**What this task involves**
Update the records below by replacing every instance of "dirt road" with "gravel road", and reproduce all other lines unchanged.
━━━━━ Records provided
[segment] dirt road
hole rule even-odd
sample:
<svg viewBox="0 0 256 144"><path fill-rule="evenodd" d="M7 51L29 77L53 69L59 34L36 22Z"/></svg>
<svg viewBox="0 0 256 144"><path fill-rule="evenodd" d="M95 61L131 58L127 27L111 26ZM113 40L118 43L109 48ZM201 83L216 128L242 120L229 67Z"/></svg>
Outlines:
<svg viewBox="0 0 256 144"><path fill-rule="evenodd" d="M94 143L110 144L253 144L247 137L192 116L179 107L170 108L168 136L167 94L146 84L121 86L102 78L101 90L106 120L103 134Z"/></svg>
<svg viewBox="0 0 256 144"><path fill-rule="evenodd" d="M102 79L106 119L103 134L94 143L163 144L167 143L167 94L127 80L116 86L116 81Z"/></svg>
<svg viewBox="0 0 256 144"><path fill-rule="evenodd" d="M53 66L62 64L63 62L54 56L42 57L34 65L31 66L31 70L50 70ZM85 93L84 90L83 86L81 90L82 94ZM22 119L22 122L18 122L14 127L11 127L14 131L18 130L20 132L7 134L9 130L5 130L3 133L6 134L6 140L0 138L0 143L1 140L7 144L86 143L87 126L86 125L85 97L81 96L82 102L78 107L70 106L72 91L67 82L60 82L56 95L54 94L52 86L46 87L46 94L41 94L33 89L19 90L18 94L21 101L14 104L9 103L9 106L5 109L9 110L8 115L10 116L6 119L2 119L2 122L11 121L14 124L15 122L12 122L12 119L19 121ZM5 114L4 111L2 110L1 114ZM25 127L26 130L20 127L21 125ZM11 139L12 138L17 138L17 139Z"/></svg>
━━━━━━━━━━
**Output of the exercise**
[segment] gravel road
hole rule even-odd
sample:
<svg viewBox="0 0 256 144"><path fill-rule="evenodd" d="M7 51L29 77L53 69L59 34L36 22Z"/></svg>
<svg viewBox="0 0 256 144"><path fill-rule="evenodd" d="M95 61L131 58L127 27L111 26ZM113 40L118 43L109 48ZM201 83L216 128L242 120L229 67Z"/></svg>
Outlines:
<svg viewBox="0 0 256 144"><path fill-rule="evenodd" d="M94 143L110 144L253 144L247 137L192 116L179 107L170 108L168 136L167 94L146 84L121 86L102 78L101 90L106 120L103 134Z"/></svg>
<svg viewBox="0 0 256 144"><path fill-rule="evenodd" d="M102 79L106 119L103 134L94 143L163 144L167 143L167 94L127 80L116 86L116 81Z"/></svg>
<svg viewBox="0 0 256 144"><path fill-rule="evenodd" d="M53 66L62 64L63 62L54 56L42 57L34 65L31 66L31 70L50 70ZM85 93L84 90L83 86L81 90L82 94ZM22 119L22 122L18 122L14 127L11 127L14 131L18 130L20 132L7 134L9 130L5 130L3 133L6 134L6 140L0 138L0 143L1 140L7 144L86 143L87 126L86 125L85 97L81 96L82 102L78 107L70 106L72 91L67 82L60 82L56 95L54 94L52 86L46 87L46 94L41 94L33 89L19 90L18 94L21 101L14 104L9 103L9 106L5 109L9 110L8 115L10 116L6 119L2 119L2 122L11 121L14 124L15 122L12 122L12 119L19 121ZM5 114L4 111L2 110L1 114ZM25 127L26 130L20 127L21 125ZM11 139L12 138L17 138L17 139Z"/></svg>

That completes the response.